===== Passage given

# Grand Designs



## Smudger (12 May 2008)

It seems like Kevin McLoud has bitten off more than he can chew.

The story is here


----------



## BradNaylor (12 May 2008)

:lol:


----------



## mr (12 May 2008)

If only.

Cheers Mike


----------



## Shultzy (12 May 2008)

I like the "Archbishop claims introduction of Sod’s Law is inevitable". I thought is had been law for centuries


----------



## Smudger (12 May 2008)

Try the Isle of Wight News section...


----------



## chippy1970 (12 May 2008)

I visited one of the Grand designs houses to look at some work, "Cloud Eight" the one with the gull wing roof that went wrong and was in two episodes.

Tom Perry the owner was being sued at the time by one of the production team of Grand designs who injured themselves on his site so it looks like its a real pain in the A**E having them filming on your site.

Also has anyone else noticed that most of the "NEW" series :lol: is actually repeats titled revisited. They must be running out of new houses to film.


----------



## CNC Paul (18 May 2008)

Just an update on the "House that Kevin Built". After the show was over the Production team had not decided what to do with the house .....all £160K worth, so it was demolished and thrown into skips.

Is that what reducing a carbon footprint is ?

I think the Production team need their A*se kicked.




Paul


----------



## kafkaian (19 May 2008)

CNC Paul":29ghdcvz said:


> Just an update on the "House that Kevin Built". After the show was over the Production team had not decided what to do with the house .....all £160K worth, so it was demolished and thrown into skips.
> 
> Is that what reducing a carbon footprint is ?
> 
> ...



Well they could've raffled it amongst worthy first time buyers or the disadvantaged for heaven's sake. Most disappointing


----------



## mr (19 May 2008)

CNC Paul":8d8putnr said:


> Just an update on the "House that Kevin Built". After the show was over the Production team had not decided what to do with the house .....all £160K worth, so it was demolished and thrown into skips.
> 
> Is that what reducing a carbon footprint is ?
> 
> ...



Where does that info come from? As of the 5th of this month the thing was supposed to be being moved to the BRE Innovation Park as an exhibition piece.

==========

**What you will do:**
a. In the Grand Designs thread, what reason does CNC Paul give for the "House that Kevin Built" being demolished?
b. Retype the lines of the records below, from the line holding "Practice step: identify the metal" through the final line of the records, both included.

===== Available records

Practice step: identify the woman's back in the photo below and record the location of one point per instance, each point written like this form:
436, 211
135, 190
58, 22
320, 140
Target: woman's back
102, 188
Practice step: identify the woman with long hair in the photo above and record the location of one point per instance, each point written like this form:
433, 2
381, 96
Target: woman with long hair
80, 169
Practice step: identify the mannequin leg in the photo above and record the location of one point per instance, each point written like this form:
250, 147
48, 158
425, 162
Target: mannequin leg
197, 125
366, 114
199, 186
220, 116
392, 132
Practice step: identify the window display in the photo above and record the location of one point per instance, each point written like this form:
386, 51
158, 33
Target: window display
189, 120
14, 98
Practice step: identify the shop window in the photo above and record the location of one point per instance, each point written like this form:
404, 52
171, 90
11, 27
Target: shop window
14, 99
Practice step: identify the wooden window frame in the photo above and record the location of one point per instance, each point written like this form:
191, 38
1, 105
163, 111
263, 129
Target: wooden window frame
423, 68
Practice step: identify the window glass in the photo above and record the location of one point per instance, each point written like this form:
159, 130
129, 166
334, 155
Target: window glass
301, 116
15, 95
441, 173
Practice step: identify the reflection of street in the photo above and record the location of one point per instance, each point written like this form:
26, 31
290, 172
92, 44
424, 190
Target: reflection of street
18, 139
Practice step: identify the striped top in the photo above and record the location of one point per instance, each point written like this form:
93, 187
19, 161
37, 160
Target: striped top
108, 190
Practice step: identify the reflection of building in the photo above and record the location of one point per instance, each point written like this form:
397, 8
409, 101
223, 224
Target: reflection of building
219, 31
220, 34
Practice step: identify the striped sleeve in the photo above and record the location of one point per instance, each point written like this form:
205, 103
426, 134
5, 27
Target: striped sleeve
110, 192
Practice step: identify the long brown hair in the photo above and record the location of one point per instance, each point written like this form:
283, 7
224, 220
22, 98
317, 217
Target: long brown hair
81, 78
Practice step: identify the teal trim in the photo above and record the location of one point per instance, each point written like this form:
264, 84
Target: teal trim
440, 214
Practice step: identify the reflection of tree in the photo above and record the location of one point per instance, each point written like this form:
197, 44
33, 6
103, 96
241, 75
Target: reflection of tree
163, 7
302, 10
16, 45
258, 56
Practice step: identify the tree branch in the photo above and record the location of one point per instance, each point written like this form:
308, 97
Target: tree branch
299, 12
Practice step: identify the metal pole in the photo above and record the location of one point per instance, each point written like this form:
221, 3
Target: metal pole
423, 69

==========

**Task-by-task results:**
a. CNC Paul says that after the show was over, the production team had not decided what to do with the house. So the house, worth £160K, was demolished and thrown into skips.

b.
Practice step: identify the metal pole in the photo above and record the location of one point per instance, each point written like this form:
221, 3
Target: metal pole
423, 69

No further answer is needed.